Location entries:
^^^^^^^^

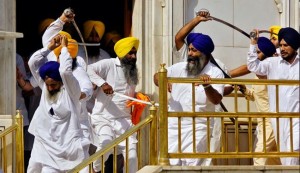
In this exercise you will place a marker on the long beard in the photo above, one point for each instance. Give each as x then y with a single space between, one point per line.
53 96
130 70
194 69
93 50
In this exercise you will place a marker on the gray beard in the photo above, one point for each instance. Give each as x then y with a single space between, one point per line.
196 68
131 74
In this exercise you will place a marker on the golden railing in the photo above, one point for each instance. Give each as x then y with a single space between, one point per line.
236 114
16 131
151 122
158 131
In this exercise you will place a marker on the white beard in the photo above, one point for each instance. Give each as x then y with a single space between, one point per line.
52 98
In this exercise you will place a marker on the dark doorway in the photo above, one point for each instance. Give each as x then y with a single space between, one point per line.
113 13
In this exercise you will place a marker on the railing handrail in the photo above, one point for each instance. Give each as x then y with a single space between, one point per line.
8 130
164 114
115 142
17 127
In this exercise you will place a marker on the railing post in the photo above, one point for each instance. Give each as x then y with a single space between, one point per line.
163 116
19 143
153 135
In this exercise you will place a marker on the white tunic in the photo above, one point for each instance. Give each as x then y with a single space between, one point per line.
79 73
111 108
110 116
181 100
58 137
278 68
20 101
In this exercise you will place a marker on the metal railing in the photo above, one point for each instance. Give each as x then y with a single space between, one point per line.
236 114
16 131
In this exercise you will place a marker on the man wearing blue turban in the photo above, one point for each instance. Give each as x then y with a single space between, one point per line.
58 145
285 67
197 54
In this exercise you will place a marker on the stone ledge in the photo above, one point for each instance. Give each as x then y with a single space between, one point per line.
5 34
220 169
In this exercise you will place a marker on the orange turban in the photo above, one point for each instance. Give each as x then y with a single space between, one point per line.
66 34
72 48
113 36
138 107
44 24
90 24
123 46
274 31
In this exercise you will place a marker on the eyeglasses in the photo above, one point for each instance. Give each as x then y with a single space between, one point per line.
132 52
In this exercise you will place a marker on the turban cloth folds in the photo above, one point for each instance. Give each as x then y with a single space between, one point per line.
274 31
201 42
72 48
65 33
290 36
123 46
266 46
138 107
44 24
50 69
90 24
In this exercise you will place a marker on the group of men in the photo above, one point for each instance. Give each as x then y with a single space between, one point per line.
61 125
263 60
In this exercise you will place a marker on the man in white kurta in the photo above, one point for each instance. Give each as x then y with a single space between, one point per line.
110 115
198 53
55 124
79 72
284 67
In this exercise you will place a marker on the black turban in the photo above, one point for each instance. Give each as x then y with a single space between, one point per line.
290 36
201 42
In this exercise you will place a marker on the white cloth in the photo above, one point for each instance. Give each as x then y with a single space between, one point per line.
110 116
278 68
58 137
20 101
80 74
181 100
92 59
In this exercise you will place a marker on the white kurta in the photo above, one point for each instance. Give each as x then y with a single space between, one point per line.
278 68
110 116
181 100
20 101
80 74
92 59
58 138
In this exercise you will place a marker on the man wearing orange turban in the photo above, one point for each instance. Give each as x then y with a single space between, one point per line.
93 32
78 70
111 117
58 144
110 40
274 37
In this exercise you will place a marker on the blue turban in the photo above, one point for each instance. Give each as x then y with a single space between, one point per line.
266 46
290 36
201 42
50 69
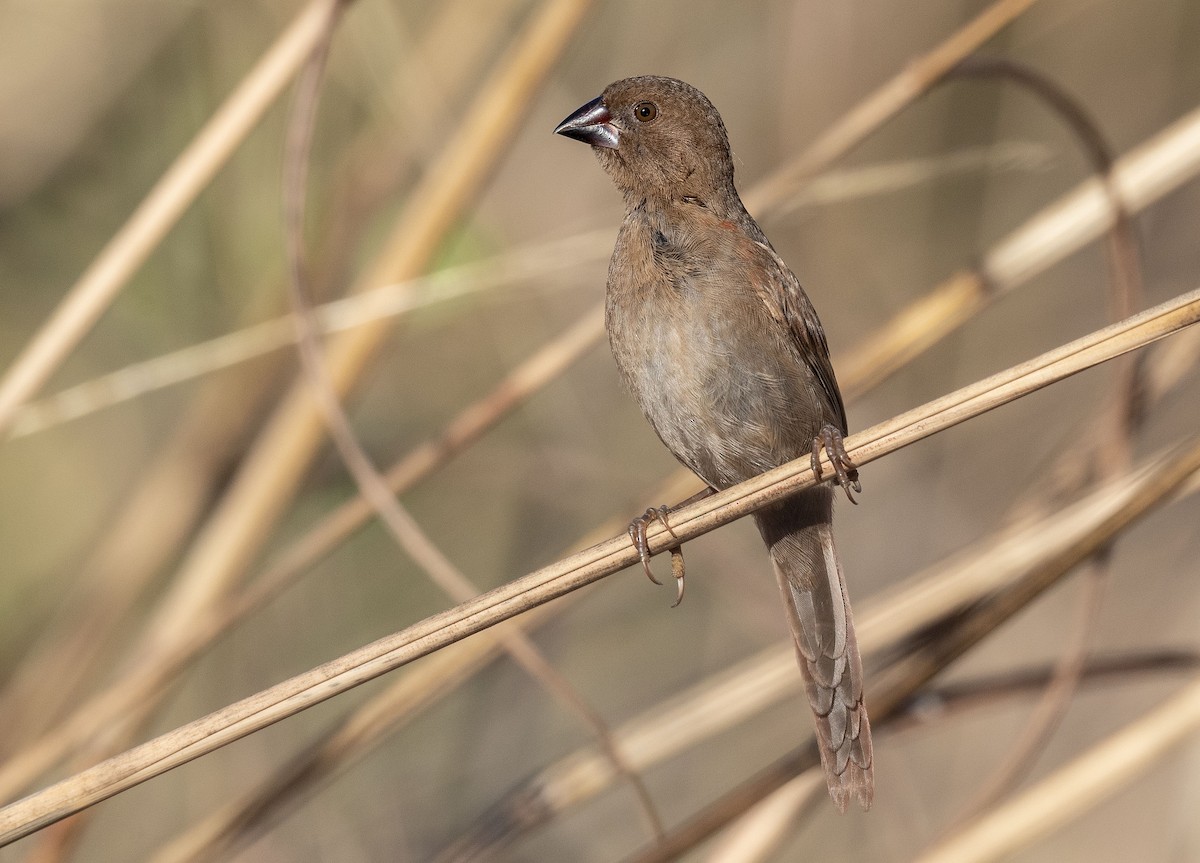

^^^^^^^^

__Goal__: Rewrite all of the data above, swapping "in the photo above" for "in the image above" everywhere it appears and keeping everything else unchanged. Leave the pictures out of your answer.

__Expected output__:
In this exercise you will place a marker on the long beard in the image above, one point for each instance. Give each as x then y with a single space between, one point per line.
53 96
130 70
194 69
93 50
In this exercise you will place a marker on the gray beard in the image above, one point for each instance. Give each as x then y with a single space between, one point per line.
196 68
131 74
In this exercise you will place a marker on the golden railing in the image above, one point for each instance. Give each as x then y with a single space between, one point per line.
236 114
16 131
151 122
158 131
In this exercise you will place a marker on the white beard in the image above, one point for each instance. Give each as x then y with a single space between, one point per line.
52 98
In this exercise you will place a marker on the dark doorway in the image above, one point for each instance. Give each as x then y with a single space between, one point per line.
113 13
In this exercise you will place a marker on the railing handrail in the image above, one point for each instance. Give each as x then y with a single space between, one point per line.
8 130
164 114
115 142
17 127
In this exercise you will place a marker on the railing post in the image above, one point for each instance. Give each as x then y with a single space between, one point per line.
163 116
19 143
153 135
In this exercise you will place a marker on the white tunic in the image above, one point for each instance. Give each as x then y with a single space between, one point per line.
79 73
111 108
110 116
181 100
58 137
278 68
20 101
In this exercise you will place a marker on the metal railing in the image above, one point for each instance. Give each as x then y with a single space between, one point per line.
236 114
16 131
In this exercise you will place a marker on the man wearing blue turban in the image above, one point for each instance. Give each as x then y with a single space between, one point per line.
58 145
285 67
197 54
In this exercise you will place a marker on the stone ledge in the image above, one point for each instance. Give each as x then y with a single space between, one point per line.
5 34
220 169
In this exercise you will place a marker on the orange turban in the image above, one point for each instance. Give each as x then y with a single space between, one point per line.
66 34
72 48
113 36
138 107
44 24
90 24
123 46
274 31
In this exercise you will place a marker on the eyeglasses in the image above, one point for each instance. Give each as x then y with a single space between, one point per line.
132 52
In this exercise you will place a marker on the turban cloth folds in the image above, one point for each instance. Give each as x then y with a single space between, one point per line.
274 31
201 42
72 48
65 33
290 36
123 46
266 46
138 107
44 24
50 69
90 24
In this exercise you will place a marker on the group of men in the image above, one point for each instance. Give each as x then y with a single space between, one point per line.
61 125
263 60
In this exercise you will place a marker on the man in white kurta in the image above, one point for each instance. Give each as x then y with a single space between, one point per line.
110 115
198 53
55 124
79 72
284 67
In this exercise you will place a marker on the black turban in the image above, one point for each instance. Give each as x then y with a single space between, one point per line.
290 36
201 42
In this exercise you will place a marker on the white cloth in the image above, one point for each instance. Give each as x then y with a single space between, one point per line.
110 116
278 68
58 137
20 101
80 74
181 100
92 59
In this exercise you will place a marker on the white kurta in the image above, one point for each instance. Give each as x then y with a single space between, one point per line.
278 68
110 116
181 100
20 101
80 74
92 59
58 138
In this exercise you will place a marker on the man wearing orange turban in the image above, one point for each instance. Give each as x then y with a single space between, one point per line.
93 32
78 70
111 117
58 144
110 40
274 37
In this exercise you will place a marker on the blue turban in the image above, one point for each instance. Give each as x then y with a single space between, one point per line.
266 46
290 36
201 42
50 69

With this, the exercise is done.